Sport in de oudheid en hoe belangrijk het was te winnen
’IEDEREEN die aan een wedstrijd deelneemt, oefent zelfbeheersing in alle dingen.’ ’Als iemand kampt in de spelen, wordt hij niet gekroond indien hij niet volgens de regels heeft gekampt.’ — 1 Korinthiërs 9:25; 2 Timotheüs 2:5.
De spelen waar de apostel Paulus over sprak, maakten een wezenlijk deel uit van de oude Griekse beschaving. Wat vertelt de geschiedenis ons over die wedstrijden en de sfeer die daar heerste?
Onlangs werd in het Colosseum in Rome een tentoonstelling gehouden over de Griekse spelen: Nike — Il gioco e la vittoria (Nike — Het spel en de overwinning).a De tentoongestelde stukken verschaften enkele antwoorden op die vraag en zetten ons aan het denken over de kijk die een christen op sport moet hebben.

§ Uit te voeren taken:
(a) Geef voor elke bewering aan of ze klopt met de tekst over sport in de oudheid. Antwoord met ja of nee en citeer de beslissende woorden uit de tekst.
(i) De tentoonstelling over de Griekse spelen werd in het Colosseum in Rome gehouden.
(ii) De spelen waar Paulus over sprak, waren een bijkomstig onderdeel van de Romeinse beschaving.
(iii) Wie zich niet aan de regels houdt, wordt toch gekroond.
(b) Neem uit de tekst over sport in de oudheid letterlijk alles over vanaf "Sport in de" tot en met "2 Timotheüs 2:5.".
(c) Beantwoord de volgende vragen over de tekst over sport in de oudheid.
(i) Welke apostel wordt in de tekst genoemd?
(ii) Wat is de Nederlandse vertaling van de titel van de tentoonstelling?
(iii) Uit welke twee Bijbelplaatsen komen de aanhalingen aan het begin?

§ Gegevens:

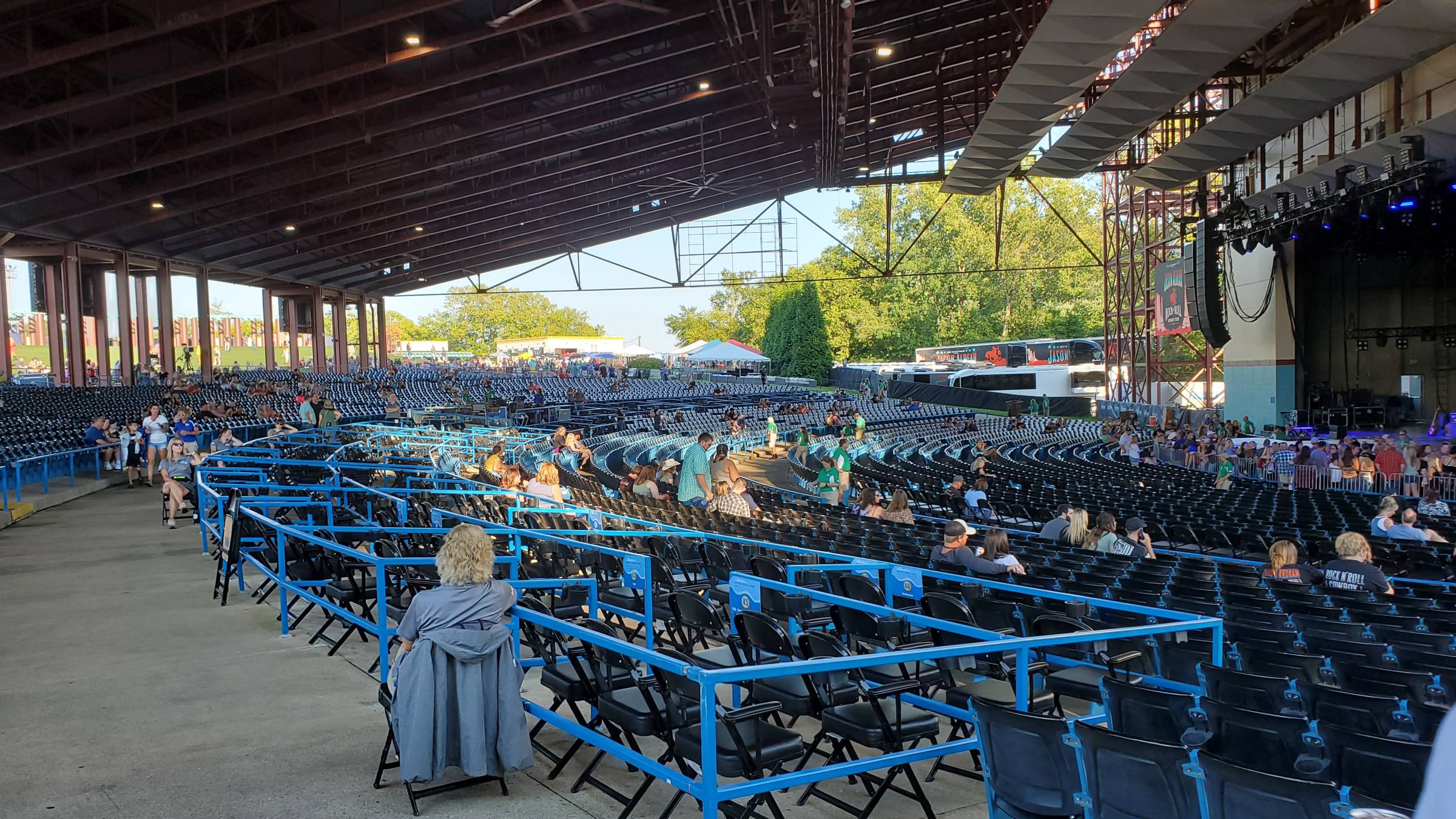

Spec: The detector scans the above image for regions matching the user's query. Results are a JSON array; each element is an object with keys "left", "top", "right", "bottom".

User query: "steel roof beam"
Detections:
[{"left": 7, "top": 15, "right": 710, "bottom": 220}]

§ Uitgewerkte antwoorden:
(a)
(i) Ja: "Onlangs werd in het Colosseum in Rome een tentoonstelling gehouden over de Griekse spelen".
(ii) Nee: "maakten een wezenlijk deel uit van de oude Griekse beschaving".
(iii) Nee: "wordt hij niet gekroond indien hij niet volgens de regels heeft gekampt".

(b)
Sport in de oudheid en hoe belangrijk het was te winnen
’IEDEREEN die aan een wedstrijd deelneemt, oefent zelfbeheersing in alle dingen.’ ’Als iemand kampt in de spelen, wordt hij niet gekroond indien hij niet volgens de regels heeft gekampt.’ — 1 Korinthiërs 9:25; 2 Timotheüs 2:5.

(c)
(i) De apostel Paulus wordt genoemd.
(ii) De vertaling is "Nike — Het spel en de overwinning".
(iii) De aanhalingen komen uit 1 Korinthiërs 9:25 en 2 Timotheüs 2:5.